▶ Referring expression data
..........
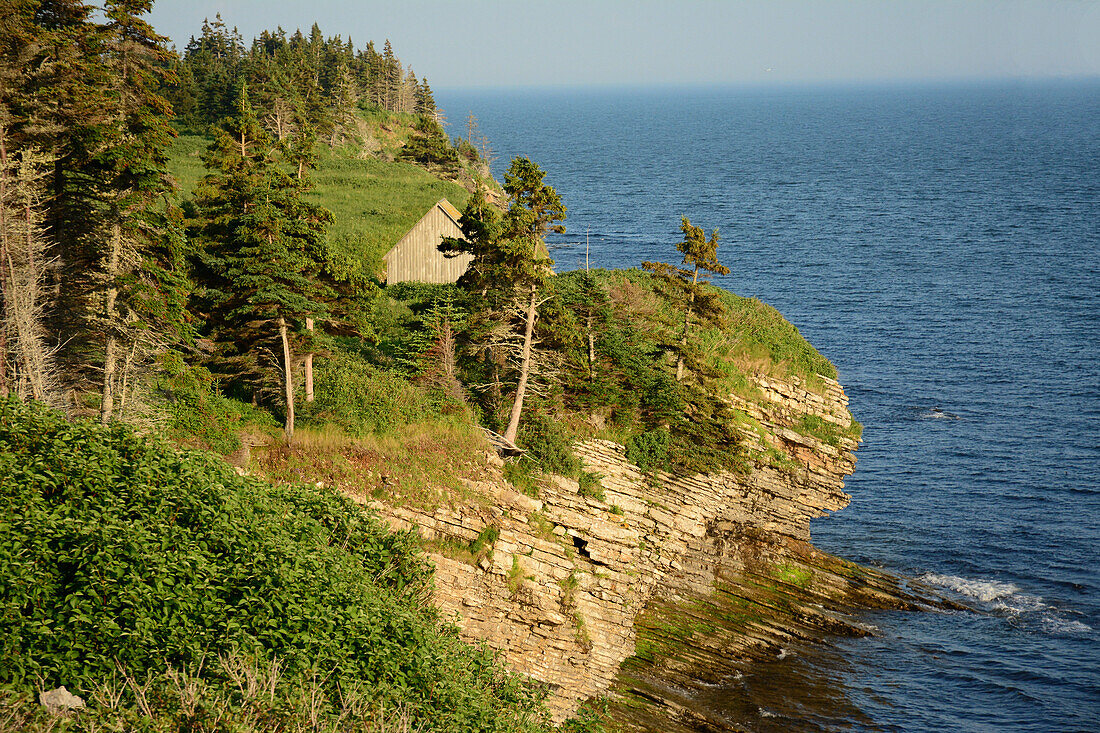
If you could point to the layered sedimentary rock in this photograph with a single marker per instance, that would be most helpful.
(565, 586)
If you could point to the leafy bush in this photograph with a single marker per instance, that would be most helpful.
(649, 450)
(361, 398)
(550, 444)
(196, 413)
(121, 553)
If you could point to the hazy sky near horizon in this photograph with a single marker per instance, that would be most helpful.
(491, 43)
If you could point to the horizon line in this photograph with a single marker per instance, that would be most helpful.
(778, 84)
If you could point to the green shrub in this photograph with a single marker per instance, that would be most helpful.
..........
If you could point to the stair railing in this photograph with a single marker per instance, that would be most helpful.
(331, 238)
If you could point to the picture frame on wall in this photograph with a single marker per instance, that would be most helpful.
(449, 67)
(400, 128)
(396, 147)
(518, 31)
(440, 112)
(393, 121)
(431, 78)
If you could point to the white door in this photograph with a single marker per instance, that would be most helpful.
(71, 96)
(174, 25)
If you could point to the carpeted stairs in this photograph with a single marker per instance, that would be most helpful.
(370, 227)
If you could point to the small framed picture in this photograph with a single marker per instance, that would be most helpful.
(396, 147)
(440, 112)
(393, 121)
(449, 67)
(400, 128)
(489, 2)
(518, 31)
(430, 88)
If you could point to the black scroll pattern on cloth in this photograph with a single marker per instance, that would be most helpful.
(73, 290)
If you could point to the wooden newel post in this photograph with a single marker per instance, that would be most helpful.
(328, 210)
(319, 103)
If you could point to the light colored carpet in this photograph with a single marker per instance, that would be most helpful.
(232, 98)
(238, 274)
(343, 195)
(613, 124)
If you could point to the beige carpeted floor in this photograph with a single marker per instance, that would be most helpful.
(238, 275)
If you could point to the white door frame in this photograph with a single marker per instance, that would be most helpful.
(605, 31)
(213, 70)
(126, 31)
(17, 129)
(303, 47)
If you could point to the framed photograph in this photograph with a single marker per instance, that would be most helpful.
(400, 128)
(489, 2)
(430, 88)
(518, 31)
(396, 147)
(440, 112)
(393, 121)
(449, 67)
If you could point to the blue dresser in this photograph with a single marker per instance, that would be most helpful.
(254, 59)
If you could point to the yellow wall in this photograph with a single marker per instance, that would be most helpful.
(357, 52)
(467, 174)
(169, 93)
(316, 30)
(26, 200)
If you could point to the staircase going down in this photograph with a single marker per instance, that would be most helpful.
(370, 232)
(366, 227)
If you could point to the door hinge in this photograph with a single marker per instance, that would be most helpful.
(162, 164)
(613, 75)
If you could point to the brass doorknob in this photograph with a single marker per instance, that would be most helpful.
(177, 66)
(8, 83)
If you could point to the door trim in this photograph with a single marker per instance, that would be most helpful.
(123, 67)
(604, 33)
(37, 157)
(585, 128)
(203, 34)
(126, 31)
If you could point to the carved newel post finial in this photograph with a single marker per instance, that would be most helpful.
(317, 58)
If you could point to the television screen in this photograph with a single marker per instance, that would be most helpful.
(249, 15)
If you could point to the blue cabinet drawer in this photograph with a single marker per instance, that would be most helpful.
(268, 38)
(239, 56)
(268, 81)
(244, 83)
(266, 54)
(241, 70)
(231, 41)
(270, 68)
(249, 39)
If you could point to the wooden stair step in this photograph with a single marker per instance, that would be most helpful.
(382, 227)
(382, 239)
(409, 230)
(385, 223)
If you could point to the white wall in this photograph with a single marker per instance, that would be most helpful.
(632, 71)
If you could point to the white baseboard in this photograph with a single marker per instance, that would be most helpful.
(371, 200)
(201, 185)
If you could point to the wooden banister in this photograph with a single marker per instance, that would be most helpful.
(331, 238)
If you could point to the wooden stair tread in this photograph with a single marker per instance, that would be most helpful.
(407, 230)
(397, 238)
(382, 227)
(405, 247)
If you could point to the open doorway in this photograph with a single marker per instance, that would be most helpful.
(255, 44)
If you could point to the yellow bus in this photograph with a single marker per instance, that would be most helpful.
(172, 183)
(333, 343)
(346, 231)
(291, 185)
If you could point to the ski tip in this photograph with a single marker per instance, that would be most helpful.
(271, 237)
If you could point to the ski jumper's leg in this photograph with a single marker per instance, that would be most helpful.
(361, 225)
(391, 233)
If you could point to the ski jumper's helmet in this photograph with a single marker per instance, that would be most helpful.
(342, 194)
..........
▶ Your task
Transcribe the records above from the line holding "If you could point to the layered" down to the line holding "If you could point to the green", inclusive, without adding anything.

▶ Response for this exercise
If you could point to the layered sedimentary rock in this photograph with a single marker per instance, that would be most helpful.
(565, 586)
If you could point to the leafy bush in this photograph with a single marker per instance, that would be most helpful.
(649, 450)
(361, 398)
(550, 444)
(196, 413)
(121, 553)
If you could point to the hazy sky near horizon in this photograph with a single marker per instance, that would be most helpful.
(491, 43)
If you could point to the horizon line in this photograph with a single marker per instance, that would be most helpful.
(778, 84)
If you could point to the green shrub in this photograph with a single marker per instance, that would be most helpful.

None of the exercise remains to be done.